*SET TASK*
Copy every line from the one containing "segment the woman's foot" through the last line of the records below, both included, and nothing else.

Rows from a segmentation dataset

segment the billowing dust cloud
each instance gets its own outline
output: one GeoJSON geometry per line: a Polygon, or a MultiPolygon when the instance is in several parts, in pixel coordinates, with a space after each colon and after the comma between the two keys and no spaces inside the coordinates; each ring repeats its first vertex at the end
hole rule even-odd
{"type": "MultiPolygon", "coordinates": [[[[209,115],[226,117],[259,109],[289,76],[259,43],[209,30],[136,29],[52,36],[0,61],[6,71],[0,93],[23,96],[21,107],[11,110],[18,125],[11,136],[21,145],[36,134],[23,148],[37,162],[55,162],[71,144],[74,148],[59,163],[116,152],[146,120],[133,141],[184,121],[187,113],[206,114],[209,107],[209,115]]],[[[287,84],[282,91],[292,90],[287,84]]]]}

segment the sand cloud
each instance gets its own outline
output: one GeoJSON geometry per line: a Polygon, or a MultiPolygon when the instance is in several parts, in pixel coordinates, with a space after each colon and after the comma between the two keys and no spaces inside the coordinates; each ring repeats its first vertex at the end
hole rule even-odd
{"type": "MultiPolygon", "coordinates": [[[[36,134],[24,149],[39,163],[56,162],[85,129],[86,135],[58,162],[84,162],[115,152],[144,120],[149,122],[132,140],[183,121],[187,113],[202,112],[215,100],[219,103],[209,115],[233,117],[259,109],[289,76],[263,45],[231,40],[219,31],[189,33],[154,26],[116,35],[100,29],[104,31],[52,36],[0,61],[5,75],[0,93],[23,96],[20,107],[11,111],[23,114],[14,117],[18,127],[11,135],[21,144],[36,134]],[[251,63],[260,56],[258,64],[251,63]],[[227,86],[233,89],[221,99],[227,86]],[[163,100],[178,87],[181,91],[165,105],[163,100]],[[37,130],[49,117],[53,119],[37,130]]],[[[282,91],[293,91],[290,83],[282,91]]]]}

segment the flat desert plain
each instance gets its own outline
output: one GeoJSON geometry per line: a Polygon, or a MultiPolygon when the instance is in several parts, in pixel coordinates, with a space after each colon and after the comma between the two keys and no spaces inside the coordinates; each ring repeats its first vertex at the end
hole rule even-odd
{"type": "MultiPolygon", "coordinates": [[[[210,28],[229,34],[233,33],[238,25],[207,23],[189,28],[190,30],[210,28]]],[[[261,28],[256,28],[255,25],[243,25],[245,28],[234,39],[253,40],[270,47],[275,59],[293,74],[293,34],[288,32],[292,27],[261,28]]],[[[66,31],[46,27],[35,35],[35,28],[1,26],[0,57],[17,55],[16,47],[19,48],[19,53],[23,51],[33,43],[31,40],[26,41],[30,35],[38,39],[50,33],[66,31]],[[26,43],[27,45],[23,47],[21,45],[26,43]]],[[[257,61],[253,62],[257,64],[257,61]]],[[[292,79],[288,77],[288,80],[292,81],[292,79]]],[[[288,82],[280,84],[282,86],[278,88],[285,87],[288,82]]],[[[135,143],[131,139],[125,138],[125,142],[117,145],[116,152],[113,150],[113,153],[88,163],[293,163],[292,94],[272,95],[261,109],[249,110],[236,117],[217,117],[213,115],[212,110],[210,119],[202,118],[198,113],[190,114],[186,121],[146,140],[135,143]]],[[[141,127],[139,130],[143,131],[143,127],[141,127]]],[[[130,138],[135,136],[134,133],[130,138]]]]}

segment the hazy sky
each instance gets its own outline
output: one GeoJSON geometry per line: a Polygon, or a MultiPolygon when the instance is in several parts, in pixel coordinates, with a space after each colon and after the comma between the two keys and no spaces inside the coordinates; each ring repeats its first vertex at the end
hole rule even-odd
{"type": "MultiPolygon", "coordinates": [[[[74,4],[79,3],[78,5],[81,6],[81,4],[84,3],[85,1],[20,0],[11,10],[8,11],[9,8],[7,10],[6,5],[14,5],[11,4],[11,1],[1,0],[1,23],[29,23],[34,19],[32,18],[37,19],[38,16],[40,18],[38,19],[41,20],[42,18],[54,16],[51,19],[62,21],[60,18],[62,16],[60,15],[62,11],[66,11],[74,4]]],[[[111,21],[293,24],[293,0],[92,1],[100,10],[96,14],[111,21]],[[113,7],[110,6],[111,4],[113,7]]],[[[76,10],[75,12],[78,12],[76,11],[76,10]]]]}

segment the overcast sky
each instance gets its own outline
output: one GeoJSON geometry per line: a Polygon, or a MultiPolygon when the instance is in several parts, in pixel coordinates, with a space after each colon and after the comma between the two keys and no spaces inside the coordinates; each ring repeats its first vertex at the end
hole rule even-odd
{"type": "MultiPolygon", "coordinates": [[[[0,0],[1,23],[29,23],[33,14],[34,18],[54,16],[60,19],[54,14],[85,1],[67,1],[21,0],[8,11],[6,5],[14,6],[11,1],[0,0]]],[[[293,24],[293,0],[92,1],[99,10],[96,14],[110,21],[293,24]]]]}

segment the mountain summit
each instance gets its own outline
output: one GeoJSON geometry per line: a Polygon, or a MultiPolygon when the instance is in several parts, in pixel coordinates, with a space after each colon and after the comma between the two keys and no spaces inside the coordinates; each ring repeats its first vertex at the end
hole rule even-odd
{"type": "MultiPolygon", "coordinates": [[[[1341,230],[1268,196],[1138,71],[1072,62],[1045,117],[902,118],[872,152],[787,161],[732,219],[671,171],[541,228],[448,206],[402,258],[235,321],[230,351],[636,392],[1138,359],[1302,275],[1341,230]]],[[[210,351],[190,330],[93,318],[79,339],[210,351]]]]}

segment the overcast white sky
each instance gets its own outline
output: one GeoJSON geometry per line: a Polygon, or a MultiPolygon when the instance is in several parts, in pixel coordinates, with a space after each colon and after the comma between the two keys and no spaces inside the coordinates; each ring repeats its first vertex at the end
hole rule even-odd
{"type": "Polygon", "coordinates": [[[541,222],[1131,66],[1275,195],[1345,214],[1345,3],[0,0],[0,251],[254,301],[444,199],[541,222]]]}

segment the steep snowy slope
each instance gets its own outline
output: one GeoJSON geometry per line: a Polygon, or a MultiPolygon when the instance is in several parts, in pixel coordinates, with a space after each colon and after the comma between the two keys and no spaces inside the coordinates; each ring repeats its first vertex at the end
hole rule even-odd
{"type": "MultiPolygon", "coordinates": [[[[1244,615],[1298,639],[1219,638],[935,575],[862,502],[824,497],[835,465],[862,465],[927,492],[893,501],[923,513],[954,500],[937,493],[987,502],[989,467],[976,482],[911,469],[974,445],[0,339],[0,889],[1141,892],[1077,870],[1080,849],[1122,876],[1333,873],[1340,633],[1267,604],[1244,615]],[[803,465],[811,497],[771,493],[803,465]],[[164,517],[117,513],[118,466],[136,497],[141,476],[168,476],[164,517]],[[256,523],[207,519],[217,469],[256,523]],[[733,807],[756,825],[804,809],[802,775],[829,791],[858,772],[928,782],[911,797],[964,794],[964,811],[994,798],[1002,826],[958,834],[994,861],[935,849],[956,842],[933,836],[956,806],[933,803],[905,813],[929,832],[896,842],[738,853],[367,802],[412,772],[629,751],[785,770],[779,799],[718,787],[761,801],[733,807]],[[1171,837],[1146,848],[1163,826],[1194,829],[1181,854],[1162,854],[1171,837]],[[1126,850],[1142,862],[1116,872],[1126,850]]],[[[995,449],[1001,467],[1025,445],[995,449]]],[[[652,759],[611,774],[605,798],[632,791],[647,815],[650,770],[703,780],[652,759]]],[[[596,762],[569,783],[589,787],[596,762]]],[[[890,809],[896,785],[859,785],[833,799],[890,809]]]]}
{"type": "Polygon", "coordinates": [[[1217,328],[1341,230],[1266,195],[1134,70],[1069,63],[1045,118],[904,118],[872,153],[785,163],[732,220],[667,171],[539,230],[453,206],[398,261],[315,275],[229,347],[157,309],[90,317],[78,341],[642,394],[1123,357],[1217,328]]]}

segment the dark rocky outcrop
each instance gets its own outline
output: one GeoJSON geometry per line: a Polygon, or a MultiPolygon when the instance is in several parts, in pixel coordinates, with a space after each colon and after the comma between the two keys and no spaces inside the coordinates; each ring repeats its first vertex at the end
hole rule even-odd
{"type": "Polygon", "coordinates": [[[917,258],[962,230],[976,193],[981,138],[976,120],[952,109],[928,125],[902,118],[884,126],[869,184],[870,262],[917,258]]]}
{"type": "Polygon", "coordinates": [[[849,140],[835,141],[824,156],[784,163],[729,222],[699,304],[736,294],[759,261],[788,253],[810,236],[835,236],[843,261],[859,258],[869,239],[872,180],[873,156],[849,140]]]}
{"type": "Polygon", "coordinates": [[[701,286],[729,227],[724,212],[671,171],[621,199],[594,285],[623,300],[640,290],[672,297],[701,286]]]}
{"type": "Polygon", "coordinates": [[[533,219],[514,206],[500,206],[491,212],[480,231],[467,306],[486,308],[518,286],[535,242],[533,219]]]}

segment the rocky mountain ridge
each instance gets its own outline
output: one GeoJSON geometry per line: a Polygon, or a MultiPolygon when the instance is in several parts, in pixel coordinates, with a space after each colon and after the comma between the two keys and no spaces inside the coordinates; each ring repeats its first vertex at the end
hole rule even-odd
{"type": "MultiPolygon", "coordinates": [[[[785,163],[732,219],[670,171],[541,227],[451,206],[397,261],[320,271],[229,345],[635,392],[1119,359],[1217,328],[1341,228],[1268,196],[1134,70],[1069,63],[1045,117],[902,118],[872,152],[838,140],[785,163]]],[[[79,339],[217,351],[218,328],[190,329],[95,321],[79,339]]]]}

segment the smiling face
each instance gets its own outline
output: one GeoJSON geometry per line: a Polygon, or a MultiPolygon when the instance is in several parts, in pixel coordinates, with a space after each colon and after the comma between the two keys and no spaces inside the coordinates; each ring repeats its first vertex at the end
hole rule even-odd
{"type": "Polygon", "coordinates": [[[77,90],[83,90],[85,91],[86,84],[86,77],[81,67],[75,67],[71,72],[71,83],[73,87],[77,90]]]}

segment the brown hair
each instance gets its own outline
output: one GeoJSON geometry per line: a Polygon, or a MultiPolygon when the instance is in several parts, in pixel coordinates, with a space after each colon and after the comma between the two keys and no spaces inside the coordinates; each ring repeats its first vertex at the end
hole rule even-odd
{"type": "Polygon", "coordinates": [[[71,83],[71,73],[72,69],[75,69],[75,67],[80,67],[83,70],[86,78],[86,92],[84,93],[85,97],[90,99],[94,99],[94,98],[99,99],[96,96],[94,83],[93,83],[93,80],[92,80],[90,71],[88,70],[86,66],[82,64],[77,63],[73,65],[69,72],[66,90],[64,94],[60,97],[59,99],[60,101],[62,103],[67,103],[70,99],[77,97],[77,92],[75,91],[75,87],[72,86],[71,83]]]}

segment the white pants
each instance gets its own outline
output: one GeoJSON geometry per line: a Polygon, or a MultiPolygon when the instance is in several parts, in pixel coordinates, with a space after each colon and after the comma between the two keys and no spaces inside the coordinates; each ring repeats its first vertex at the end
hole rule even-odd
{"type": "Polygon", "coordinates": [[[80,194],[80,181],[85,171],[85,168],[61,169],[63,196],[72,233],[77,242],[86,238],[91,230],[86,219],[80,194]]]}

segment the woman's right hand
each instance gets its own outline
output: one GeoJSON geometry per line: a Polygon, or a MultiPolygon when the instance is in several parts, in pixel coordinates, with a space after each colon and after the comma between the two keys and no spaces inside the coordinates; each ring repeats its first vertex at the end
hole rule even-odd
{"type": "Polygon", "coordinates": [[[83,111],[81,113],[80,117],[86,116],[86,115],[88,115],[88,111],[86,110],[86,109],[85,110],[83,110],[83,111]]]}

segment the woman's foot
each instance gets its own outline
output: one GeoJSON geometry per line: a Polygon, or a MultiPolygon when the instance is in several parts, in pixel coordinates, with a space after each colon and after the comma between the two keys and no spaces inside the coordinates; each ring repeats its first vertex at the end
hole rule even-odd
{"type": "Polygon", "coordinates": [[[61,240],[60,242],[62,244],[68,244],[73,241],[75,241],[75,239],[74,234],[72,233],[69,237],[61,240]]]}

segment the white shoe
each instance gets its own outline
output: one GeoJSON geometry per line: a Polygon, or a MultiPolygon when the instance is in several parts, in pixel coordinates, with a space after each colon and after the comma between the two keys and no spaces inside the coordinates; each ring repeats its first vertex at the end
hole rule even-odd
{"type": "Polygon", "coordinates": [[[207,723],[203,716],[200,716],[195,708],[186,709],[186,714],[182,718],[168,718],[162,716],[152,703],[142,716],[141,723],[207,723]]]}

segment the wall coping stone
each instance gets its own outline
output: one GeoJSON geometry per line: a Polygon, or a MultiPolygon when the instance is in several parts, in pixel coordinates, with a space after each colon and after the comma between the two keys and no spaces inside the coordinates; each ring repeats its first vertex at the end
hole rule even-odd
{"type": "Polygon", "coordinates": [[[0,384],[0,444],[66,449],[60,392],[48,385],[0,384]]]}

*FULL OUTPUT*
segment the woman's foot
each instance gets its own outline
output: one GeoJSON geometry per line: a Polygon, or a MultiPolygon when the instance is in several parts, in pixel coordinates, with a space after each colon and after the comma between the two keys and no spaces inside the coordinates; each ring repeats its first vertex at the end
hole rule even-odd
{"type": "Polygon", "coordinates": [[[61,240],[60,242],[62,244],[68,244],[73,241],[75,241],[75,239],[74,234],[72,233],[69,237],[61,240]]]}

segment the white shoe
each instance gets its own outline
output: one GeoJSON geometry per line: a Polygon, or a MultiPolygon when the instance is in several parts, in pixel coordinates, with a space after each colon and after the comma between the two keys and no spaces inside the coordinates; each ring repeats its first vertex at the end
hole rule even-odd
{"type": "Polygon", "coordinates": [[[207,723],[203,716],[200,716],[195,708],[186,709],[186,714],[182,718],[168,718],[162,716],[152,703],[142,716],[141,723],[207,723]]]}

segment the wall coping stone
each instance gets its own outline
output: one GeoJSON geometry per line: a Polygon, or a MultiPolygon when the instance is in several parts, in pixel coordinates, with a space after each colon and after the comma between the two keys and no spaces inside the coordinates; each ring repeats its first vertex at the end
hole rule even-odd
{"type": "Polygon", "coordinates": [[[0,384],[0,444],[66,449],[60,392],[48,385],[0,384]]]}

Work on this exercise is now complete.